> [WORK TO COMPLETE]
Copy out each line of the data holding "query".

● ● ● ●

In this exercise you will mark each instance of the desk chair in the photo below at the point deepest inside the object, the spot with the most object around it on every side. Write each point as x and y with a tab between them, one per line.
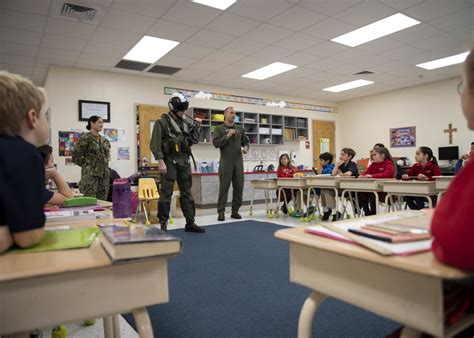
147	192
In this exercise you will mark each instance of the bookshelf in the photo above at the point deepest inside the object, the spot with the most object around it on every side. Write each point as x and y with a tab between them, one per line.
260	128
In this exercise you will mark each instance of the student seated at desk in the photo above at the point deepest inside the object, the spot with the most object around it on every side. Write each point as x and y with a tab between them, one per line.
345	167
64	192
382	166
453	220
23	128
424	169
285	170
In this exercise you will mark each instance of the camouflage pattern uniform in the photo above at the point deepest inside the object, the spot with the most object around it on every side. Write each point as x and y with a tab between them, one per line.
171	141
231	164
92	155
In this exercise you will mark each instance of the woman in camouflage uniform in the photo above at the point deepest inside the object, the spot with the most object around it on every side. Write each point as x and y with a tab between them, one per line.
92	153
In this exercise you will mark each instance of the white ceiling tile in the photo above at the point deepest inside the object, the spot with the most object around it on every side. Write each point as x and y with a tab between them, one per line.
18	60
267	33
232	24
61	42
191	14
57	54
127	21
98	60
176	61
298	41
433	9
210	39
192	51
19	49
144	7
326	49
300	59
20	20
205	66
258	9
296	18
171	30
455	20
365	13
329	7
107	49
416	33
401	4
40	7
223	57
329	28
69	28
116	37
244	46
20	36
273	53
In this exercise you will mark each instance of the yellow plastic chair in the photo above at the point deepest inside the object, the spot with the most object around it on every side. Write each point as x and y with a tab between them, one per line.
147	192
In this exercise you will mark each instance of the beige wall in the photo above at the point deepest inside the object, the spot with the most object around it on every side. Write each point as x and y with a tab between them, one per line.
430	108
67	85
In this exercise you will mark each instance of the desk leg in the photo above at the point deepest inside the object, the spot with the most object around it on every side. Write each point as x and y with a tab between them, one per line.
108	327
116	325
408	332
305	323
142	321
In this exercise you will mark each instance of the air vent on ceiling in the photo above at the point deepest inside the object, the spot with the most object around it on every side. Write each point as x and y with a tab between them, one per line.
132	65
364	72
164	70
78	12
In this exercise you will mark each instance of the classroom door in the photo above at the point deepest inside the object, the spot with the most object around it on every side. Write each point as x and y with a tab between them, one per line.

● ● ● ●

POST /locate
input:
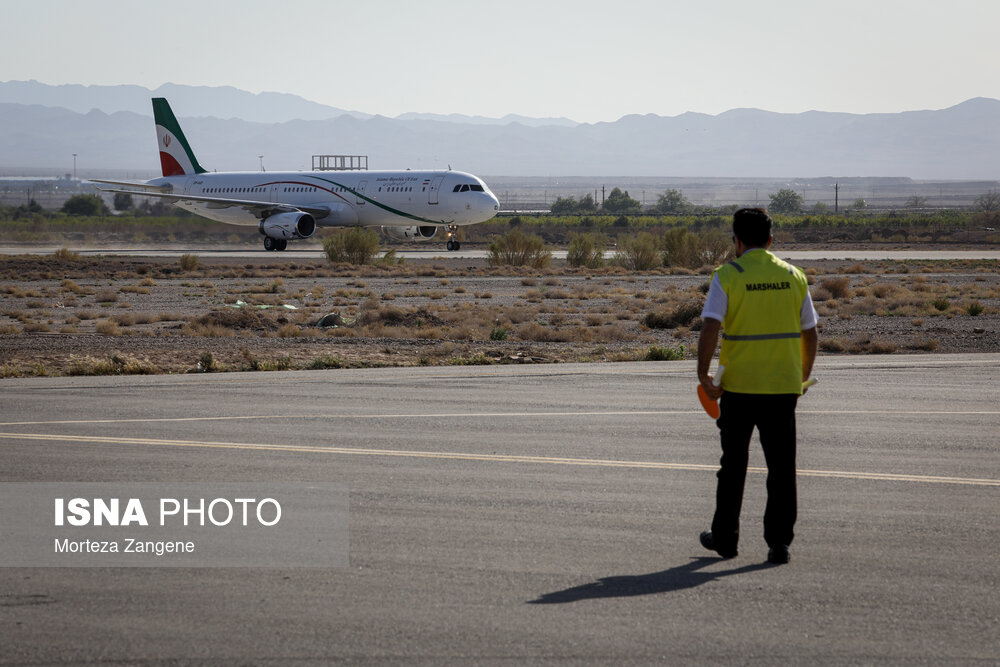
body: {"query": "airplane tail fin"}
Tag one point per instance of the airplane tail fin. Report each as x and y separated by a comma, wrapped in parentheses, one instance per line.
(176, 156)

● ● ● ●

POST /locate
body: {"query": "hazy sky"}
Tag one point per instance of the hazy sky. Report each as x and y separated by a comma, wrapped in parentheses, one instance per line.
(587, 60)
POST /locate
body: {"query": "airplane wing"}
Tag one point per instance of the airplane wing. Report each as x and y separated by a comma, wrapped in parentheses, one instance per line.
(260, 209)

● ● ● ●

> [WORKED SOLUTION]
body: {"query": "airplane tail fin"}
body: {"query": "hazy sky"}
body: {"query": "airplane wing"}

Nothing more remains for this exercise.